> **ЗАДАНИЕ A**:
Перескажите в рецензии на роман «Маскавская Мекка» абзац, начинающийся словами «Новый роман Волоса — это, кроме всего прочего», короче, в виде списка, сохранив его основные факты.
> **ЗАДАНИЕ B**:
Определите, согласуются ли с рецензией на роман «Маскавская Мекка» следующие утверждения. Для каждого ответьте «да» или «нет» и приведите решающие слова рецензии дословно.
(i) Рецензент сравнивает роман с сатирой Булгакова 20-х годов.
(ii) В романе присутствует политическая конъюнктура.
(iii) Автор романа — эмигрант из Ташкента.
> **ЗАДАНИЕ C**:
Как, согласно рецензии на роман «Маскавская Мекка», называется Москва в романе Волоса?

Андрей Волос. Маскавская Мекка. Роман. М., Издательский Дом «Зебра Е», 2003, 416 стр.
Новый роман Волоса — это, кроме всего прочего, впечатляющая коллекция отечественных архетипов. Социальные и экзистенциальные матрицы, национальная планида и русский человек в собственном соку. Плюс к тому, в подарок любителю полижанра и полистиля, забавное сочетание проблемного романа, соцарта, фэнтези, сатирического гротеска, лавстори и еще чего-то. Сплав не всем покажется бесспорным, но такого рода «бесспорной» прозы, может быть, не бывает вовсе, такая проза и должна топорщиться во все стороны. Провоцировать, раздражать. Новый роман Андрея Волоса мне больше всего напомнил сатиру Булгакова 20-х годов (вплоть до скрытых интертекстуальных цитат). В нем нет политической конъюнктуры, автор небезуспешно пытается мыслить на уровне глобальных тенденций и угроз. И при этом остается безупречным гуманистом, что в нынешние смутные времена почти вышло из моды. Если герои Уэльбека уезжают на Восток, то у Волоса Восток сам приходит в Москву. Которая и не Москва уже, а вовсе Маскав. Вместо цивилизованного рынка на стогнах Третьего Рима перекипает восточный базар. Нельзя сказать, что автор (кстати, эмигрант из Душанбе) в восторге; тем более, что у него в романе параллельно с криминализованной азиатчиной, в скольких-то верстах от столицы, еще существует отреставрированная в духе лучших сталинских традиций резервация «совка». Такие вот громоздкие повороты руля. Социальный пафос автора двоится. Или это я не решаюсь понять, предостережение предо мною — или приговор. То ли писатель хочет сказать: пока Россия, аки былинный богатырь, мается на перекрестке судьбы, история уже делает (сделала??) свой выбор за нее. То ли мысль Волоса такова: русские как народ, падкий на крайности, обречен либо на самый дикий анархический разгул — либо на железный тоталитарный зажим. Куда ни кинь — всюду клин. Но есть же в стране хорошие люди. Есть. Тут Волос идет испытанным путем, актуализируя булгаковско-пастернаковскую тему любви и преданности двух интеллигентных одиночек-отщепенцев, тему женской верности и жертвенности. Герои красиво друг друга любят и нелепо пропадают в смертельных русских далях. Архетипический сюжет, который покуда не поправили ни история, ни ментальность. Неожиданный, остроумный, горький и трогательный роман — и по-настоящему увлекательное чтение. Пружина натянута очень туго и раскручивается с огромной скоростью, так что при чтении волосы шевелятся от ветра.

> **ИСХОДНЫЕ ДАННЫЕ**:

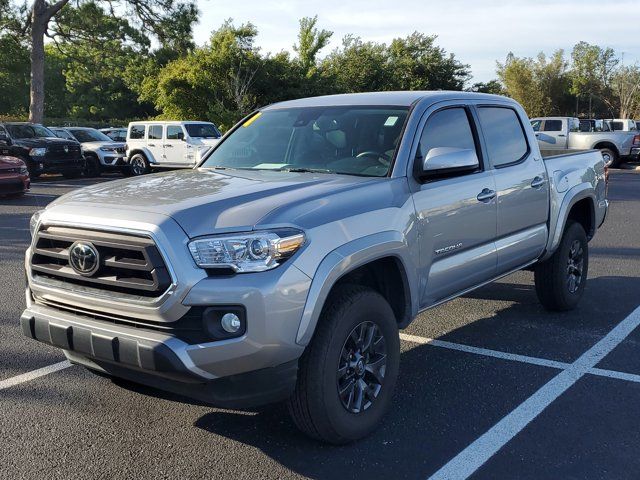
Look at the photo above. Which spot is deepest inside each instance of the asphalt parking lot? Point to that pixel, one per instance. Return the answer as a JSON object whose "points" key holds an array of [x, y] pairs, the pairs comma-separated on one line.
{"points": [[491, 386]]}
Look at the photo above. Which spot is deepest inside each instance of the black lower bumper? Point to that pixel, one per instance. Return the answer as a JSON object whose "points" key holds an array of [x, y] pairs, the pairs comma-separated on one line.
{"points": [[155, 360]]}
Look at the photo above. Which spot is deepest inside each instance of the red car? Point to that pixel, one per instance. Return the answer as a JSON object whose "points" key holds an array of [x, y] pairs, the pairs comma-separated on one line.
{"points": [[14, 176]]}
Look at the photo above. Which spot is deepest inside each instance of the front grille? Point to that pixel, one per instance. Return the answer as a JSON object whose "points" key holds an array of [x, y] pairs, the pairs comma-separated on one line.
{"points": [[63, 152], [128, 264]]}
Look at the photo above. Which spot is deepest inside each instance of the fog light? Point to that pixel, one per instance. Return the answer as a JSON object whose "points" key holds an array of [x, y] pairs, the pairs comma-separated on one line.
{"points": [[230, 322]]}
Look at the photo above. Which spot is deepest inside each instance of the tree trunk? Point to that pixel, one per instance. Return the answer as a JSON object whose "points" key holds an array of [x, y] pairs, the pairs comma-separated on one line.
{"points": [[38, 27]]}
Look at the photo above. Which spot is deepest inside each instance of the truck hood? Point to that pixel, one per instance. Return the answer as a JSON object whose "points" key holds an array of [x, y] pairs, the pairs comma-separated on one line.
{"points": [[42, 142], [91, 146], [204, 201]]}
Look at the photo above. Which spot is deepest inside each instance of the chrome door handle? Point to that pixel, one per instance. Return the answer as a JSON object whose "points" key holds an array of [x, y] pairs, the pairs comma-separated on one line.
{"points": [[538, 182], [486, 195]]}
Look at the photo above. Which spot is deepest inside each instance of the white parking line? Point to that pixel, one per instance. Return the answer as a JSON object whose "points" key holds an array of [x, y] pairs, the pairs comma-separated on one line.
{"points": [[481, 450], [25, 377], [485, 352]]}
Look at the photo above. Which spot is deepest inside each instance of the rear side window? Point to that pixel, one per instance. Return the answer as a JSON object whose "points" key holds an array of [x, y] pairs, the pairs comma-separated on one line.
{"points": [[174, 132], [447, 128], [552, 126], [503, 133], [136, 132], [155, 132]]}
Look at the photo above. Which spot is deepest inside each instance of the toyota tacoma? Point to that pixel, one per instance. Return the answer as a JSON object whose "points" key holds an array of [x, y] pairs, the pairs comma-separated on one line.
{"points": [[284, 264]]}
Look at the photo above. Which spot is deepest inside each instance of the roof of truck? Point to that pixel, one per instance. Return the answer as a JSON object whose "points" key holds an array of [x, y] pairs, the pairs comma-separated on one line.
{"points": [[403, 98]]}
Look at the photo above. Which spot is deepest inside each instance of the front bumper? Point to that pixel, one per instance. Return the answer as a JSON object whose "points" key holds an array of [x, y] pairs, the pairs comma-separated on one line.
{"points": [[14, 183], [153, 358], [53, 165]]}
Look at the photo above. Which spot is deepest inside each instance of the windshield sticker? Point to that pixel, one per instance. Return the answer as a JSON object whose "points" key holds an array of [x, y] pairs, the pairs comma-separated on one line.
{"points": [[252, 119], [391, 121]]}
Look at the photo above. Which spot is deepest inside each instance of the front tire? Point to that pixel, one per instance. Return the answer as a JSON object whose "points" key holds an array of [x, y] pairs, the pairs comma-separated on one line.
{"points": [[139, 165], [560, 280], [349, 370]]}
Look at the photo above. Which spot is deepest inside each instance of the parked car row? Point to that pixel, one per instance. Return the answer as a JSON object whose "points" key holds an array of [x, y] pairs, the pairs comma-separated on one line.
{"points": [[558, 135]]}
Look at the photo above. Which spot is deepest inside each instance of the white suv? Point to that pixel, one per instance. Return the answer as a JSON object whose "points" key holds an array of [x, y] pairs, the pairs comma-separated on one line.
{"points": [[168, 144]]}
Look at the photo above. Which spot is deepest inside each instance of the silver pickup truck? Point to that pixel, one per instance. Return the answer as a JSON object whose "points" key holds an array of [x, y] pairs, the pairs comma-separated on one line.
{"points": [[284, 264], [562, 134]]}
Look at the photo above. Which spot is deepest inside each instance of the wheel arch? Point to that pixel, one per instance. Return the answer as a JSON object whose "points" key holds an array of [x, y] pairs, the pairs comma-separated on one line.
{"points": [[579, 204], [380, 261]]}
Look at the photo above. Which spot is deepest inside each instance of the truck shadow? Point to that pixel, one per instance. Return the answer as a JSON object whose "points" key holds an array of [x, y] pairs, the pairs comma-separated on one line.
{"points": [[444, 399]]}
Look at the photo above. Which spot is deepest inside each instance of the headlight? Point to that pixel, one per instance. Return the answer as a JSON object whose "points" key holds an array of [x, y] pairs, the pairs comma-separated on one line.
{"points": [[38, 152], [248, 252], [33, 223]]}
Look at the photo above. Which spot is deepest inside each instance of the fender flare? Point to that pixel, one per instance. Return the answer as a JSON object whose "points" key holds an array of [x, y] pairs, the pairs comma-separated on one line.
{"points": [[573, 196], [347, 258], [145, 151]]}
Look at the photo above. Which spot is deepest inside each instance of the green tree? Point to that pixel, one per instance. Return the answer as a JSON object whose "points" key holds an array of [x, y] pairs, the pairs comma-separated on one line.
{"points": [[540, 85], [40, 18], [417, 63], [310, 42]]}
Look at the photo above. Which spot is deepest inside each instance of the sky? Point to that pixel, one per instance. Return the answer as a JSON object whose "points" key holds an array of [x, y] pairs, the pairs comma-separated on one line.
{"points": [[477, 32]]}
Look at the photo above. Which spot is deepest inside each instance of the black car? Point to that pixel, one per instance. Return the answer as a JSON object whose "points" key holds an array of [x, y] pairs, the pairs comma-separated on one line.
{"points": [[41, 150]]}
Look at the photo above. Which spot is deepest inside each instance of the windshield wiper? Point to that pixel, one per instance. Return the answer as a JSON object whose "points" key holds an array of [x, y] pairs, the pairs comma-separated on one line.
{"points": [[305, 170]]}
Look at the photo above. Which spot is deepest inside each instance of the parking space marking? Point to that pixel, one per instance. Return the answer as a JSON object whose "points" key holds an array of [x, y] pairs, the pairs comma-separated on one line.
{"points": [[41, 372], [543, 362], [482, 449]]}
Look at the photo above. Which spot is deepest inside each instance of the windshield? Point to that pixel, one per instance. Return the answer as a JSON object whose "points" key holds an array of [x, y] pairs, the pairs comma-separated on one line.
{"points": [[202, 130], [89, 135], [29, 131], [348, 140]]}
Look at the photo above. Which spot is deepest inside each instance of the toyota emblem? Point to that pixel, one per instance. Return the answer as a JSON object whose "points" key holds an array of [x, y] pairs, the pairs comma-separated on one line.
{"points": [[84, 258]]}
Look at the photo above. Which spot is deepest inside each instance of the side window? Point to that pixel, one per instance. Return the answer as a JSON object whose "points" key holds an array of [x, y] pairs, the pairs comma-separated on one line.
{"points": [[503, 133], [174, 132], [155, 132], [447, 128], [552, 126], [136, 132]]}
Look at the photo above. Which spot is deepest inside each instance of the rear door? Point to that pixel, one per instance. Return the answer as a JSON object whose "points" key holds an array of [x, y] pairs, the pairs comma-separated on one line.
{"points": [[175, 148], [521, 184], [553, 134], [456, 214], [154, 143]]}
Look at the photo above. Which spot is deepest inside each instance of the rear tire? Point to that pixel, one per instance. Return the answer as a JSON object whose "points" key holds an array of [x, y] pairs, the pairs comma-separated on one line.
{"points": [[92, 166], [355, 348], [610, 157], [561, 279], [139, 165]]}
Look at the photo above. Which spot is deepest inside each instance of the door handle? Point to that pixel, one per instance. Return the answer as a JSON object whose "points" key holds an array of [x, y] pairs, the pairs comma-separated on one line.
{"points": [[486, 195], [538, 182]]}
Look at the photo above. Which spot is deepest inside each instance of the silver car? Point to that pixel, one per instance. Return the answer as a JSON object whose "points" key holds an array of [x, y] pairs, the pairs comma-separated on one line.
{"points": [[283, 266], [101, 152]]}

> **ОТВЕТ НА ЗАДАНИЕ A**:
- Роман собирает множество отечественных архетипов и соединяет жанры: проблемный роман, соцарт, фэнтези, сатирический гротеск, лавстори.
- Рецензенту он больше всего напоминает сатиру Булгакова 20-х годов. Политической конъюнктуры в нем нет, автор мыслит на уровне глобальных тенденций и угроз и остается гуманистом.
- У Волоса Восток сам приходит в Москву, которая стала Маскавом, а вместо цивилизованного рынка в ней кипит восточный базар. Неподалеку от столицы существует резервация «совка», восстановленная в сталинском духе.
- Социальный пафос автора двоится: неясно, предостережение это или приговор. То ли история уже выбирает за Россию, то ли русским суждено либо анархическое буйство, либо тоталитарный зажим.
- Есть в романе и тема любви и преданности двух интеллигентных одиночек-отщепенцев, тема женской верности и жертвенности. Герои красиво любят друг друга и нелепо пропадают в русских далях.
- Итоговая оценка: неожиданный, остроумный, горький и трогательный роман, по-настоящему увлекательное чтение.

> **ОТВЕТ НА ЗАДАНИЕ B**:
(i) Да: «Новый роман Андрея Волоса мне больше всего напомнил сатиру Булгакова 20-х годов».
(ii) Нет: «В нем нет политической конъюнктуры».
(iii) Нет: «кстати, эмигрант из Душанбе».

> **ОТВЕТ НА ЗАДАНИЕ C**:
Маскав.